— Begin —

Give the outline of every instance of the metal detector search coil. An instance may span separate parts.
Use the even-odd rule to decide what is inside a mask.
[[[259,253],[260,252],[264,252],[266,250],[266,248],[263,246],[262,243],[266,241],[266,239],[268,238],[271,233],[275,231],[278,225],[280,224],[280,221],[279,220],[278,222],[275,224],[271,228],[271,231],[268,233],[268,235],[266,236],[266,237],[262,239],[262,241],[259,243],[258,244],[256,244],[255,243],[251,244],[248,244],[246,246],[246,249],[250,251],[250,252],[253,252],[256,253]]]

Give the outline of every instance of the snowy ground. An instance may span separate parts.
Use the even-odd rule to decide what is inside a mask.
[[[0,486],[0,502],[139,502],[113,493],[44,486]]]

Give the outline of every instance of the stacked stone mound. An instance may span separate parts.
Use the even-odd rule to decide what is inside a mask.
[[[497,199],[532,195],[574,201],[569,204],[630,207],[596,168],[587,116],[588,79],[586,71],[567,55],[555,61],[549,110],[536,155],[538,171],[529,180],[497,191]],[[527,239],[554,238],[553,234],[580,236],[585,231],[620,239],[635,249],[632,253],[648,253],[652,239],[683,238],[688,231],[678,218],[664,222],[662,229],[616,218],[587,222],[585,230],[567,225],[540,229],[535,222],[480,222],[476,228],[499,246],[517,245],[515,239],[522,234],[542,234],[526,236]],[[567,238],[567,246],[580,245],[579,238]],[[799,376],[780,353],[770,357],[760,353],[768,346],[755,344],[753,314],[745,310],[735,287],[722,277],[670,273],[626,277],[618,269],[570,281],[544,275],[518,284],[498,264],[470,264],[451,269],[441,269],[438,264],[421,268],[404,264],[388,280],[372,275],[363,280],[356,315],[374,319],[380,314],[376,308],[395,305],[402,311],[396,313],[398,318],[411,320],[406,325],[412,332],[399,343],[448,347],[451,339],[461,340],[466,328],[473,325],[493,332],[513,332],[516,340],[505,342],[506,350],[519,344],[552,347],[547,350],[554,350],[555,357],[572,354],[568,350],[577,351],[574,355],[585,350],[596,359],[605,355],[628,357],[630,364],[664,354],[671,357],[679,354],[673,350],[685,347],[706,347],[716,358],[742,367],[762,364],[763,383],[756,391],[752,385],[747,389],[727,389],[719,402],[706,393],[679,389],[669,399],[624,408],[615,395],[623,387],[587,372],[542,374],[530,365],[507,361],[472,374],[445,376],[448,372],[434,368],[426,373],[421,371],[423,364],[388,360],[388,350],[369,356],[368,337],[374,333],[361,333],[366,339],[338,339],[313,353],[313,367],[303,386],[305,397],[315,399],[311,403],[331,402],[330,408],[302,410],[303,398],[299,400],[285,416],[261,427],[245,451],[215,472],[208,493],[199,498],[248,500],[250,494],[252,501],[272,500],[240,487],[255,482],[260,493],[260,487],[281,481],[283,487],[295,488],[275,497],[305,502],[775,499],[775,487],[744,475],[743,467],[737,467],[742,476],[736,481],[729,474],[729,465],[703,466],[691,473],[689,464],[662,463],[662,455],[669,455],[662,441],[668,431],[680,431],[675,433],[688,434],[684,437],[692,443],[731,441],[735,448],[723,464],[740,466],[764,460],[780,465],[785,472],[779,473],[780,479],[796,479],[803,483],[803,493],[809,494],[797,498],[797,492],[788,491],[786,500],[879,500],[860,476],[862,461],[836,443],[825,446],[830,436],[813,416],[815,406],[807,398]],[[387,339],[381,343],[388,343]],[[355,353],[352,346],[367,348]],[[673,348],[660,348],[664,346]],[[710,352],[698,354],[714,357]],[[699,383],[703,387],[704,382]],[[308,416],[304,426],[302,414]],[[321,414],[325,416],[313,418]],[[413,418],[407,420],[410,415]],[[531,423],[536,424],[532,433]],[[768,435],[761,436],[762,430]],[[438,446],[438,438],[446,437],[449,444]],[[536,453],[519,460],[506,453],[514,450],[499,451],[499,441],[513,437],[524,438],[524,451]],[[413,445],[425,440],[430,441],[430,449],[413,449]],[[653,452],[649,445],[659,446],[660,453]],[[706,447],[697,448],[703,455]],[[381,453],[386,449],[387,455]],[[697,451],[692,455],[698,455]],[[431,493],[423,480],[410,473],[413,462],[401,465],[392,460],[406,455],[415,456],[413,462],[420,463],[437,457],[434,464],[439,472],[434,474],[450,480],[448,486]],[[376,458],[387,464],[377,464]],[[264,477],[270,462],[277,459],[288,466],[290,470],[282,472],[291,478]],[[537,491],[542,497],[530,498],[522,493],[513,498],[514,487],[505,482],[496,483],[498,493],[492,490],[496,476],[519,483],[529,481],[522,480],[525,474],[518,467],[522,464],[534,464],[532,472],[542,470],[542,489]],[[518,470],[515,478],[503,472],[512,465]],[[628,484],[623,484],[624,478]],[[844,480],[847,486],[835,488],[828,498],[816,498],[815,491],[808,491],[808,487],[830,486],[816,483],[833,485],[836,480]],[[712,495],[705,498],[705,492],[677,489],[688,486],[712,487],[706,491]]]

— End —

Problem to solve -
Render the listing above as a JSON list of strings, one string per line, with blank lines omitted.

Complete answer -
[
  "Give the outline of every instance of the metal detector search coil. An instance may span separate parts.",
  "Use the even-odd rule to decide what is inside a mask.",
  "[[[259,253],[260,252],[264,252],[266,250],[266,248],[263,246],[262,243],[266,241],[266,239],[268,238],[271,233],[275,231],[278,225],[280,224],[280,221],[279,220],[278,222],[275,224],[271,228],[271,231],[268,233],[268,235],[266,236],[266,237],[262,239],[262,241],[259,243],[258,244],[256,244],[255,243],[251,244],[248,244],[246,246],[246,249],[250,251],[250,252],[253,252],[256,253]]]",
  "Give the outline of every instance of the snowy ground. An instance may span separate parts.",
  "Use the even-odd rule to decide what is inside a mask.",
  "[[[0,486],[0,502],[139,502],[113,493],[44,486]]]",
  "Give the outline of every instance of the stacked stone mound. An instance may span separate parts.",
  "Use the even-odd rule to decide what is inside a mask.",
  "[[[497,199],[532,195],[574,201],[569,204],[630,207],[596,168],[587,116],[588,79],[586,71],[567,55],[555,61],[549,110],[536,155],[538,171],[529,180],[497,191]],[[527,239],[554,238],[553,234],[580,236],[585,231],[620,239],[635,249],[632,253],[648,253],[652,239],[683,238],[688,231],[678,218],[664,222],[662,229],[616,218],[587,222],[585,230],[567,225],[540,229],[535,222],[480,222],[476,228],[499,246],[517,245],[515,239],[522,234],[542,234],[526,236]],[[567,238],[567,246],[580,245],[579,238]],[[799,376],[780,353],[770,357],[760,353],[768,346],[755,344],[753,314],[745,310],[735,287],[722,277],[670,273],[626,277],[618,269],[570,281],[544,275],[518,284],[498,264],[470,264],[451,269],[441,269],[438,264],[421,268],[404,264],[388,280],[372,275],[363,280],[356,315],[374,319],[380,314],[376,308],[395,305],[402,311],[396,313],[398,318],[411,320],[406,325],[412,332],[399,343],[448,347],[451,339],[461,340],[466,328],[473,325],[493,332],[513,332],[516,340],[505,342],[506,350],[519,344],[552,347],[547,350],[554,350],[555,357],[572,354],[568,350],[577,351],[574,355],[585,350],[596,359],[605,355],[628,357],[630,364],[664,354],[671,357],[679,354],[673,350],[685,347],[706,347],[716,358],[742,367],[762,364],[763,383],[756,391],[752,385],[747,389],[727,389],[719,402],[706,393],[679,389],[669,399],[624,408],[615,395],[623,387],[587,372],[542,374],[530,365],[507,361],[472,374],[445,376],[448,372],[434,368],[426,373],[421,371],[423,364],[388,360],[388,350],[369,356],[368,337],[374,333],[361,333],[366,339],[338,339],[313,353],[313,367],[303,386],[305,397],[315,399],[311,403],[331,402],[330,408],[302,410],[303,398],[299,400],[285,416],[261,427],[245,451],[215,472],[208,493],[199,498],[248,500],[250,494],[252,501],[272,500],[240,487],[255,482],[260,493],[260,487],[281,481],[283,487],[295,488],[275,497],[305,502],[775,499],[775,487],[744,475],[743,467],[737,467],[742,476],[736,481],[729,474],[729,465],[703,466],[691,473],[689,464],[662,463],[662,455],[669,455],[662,441],[668,431],[680,431],[675,433],[688,434],[684,437],[692,443],[731,441],[735,448],[723,464],[740,466],[764,460],[780,465],[785,472],[779,473],[780,479],[796,479],[803,483],[803,493],[809,494],[797,498],[797,492],[788,491],[786,500],[879,500],[860,476],[862,461],[836,443],[825,446],[830,436],[813,416],[815,406],[807,398]],[[387,339],[381,343],[388,343]],[[355,353],[352,346],[367,348]],[[673,348],[660,348],[664,346]],[[710,352],[698,354],[714,357]],[[699,383],[703,387],[704,382]],[[308,416],[304,426],[302,414]],[[321,414],[325,416],[313,418]],[[413,418],[407,420],[410,415]],[[531,423],[536,424],[532,433]],[[768,435],[761,436],[762,430]],[[438,446],[438,438],[446,437],[449,444]],[[536,453],[519,460],[506,453],[514,450],[499,451],[499,441],[513,437],[524,438],[524,451]],[[413,445],[425,440],[430,441],[430,449],[413,449]],[[653,452],[649,445],[659,446],[660,453]],[[706,447],[697,448],[703,455]],[[381,453],[386,449],[387,455]],[[697,451],[692,455],[698,455]],[[431,493],[423,480],[410,473],[413,462],[401,465],[392,460],[406,455],[415,456],[413,462],[420,463],[437,457],[434,464],[439,472],[434,474],[450,480],[448,486]],[[376,458],[387,464],[377,464]],[[264,477],[270,462],[277,459],[288,466],[290,470],[282,472],[291,478]],[[537,491],[542,497],[530,498],[522,493],[513,498],[514,487],[505,482],[496,483],[498,493],[492,490],[496,476],[519,483],[529,481],[522,480],[525,474],[518,467],[522,464],[534,464],[532,472],[542,470],[542,489]],[[518,470],[515,478],[503,472],[512,465]],[[628,484],[623,484],[624,478]],[[844,480],[847,486],[835,488],[828,498],[816,498],[815,491],[808,491],[808,487],[830,486],[816,483],[833,485],[836,480]],[[712,495],[705,498],[705,492],[677,489],[688,486],[712,487],[706,491]]]"
]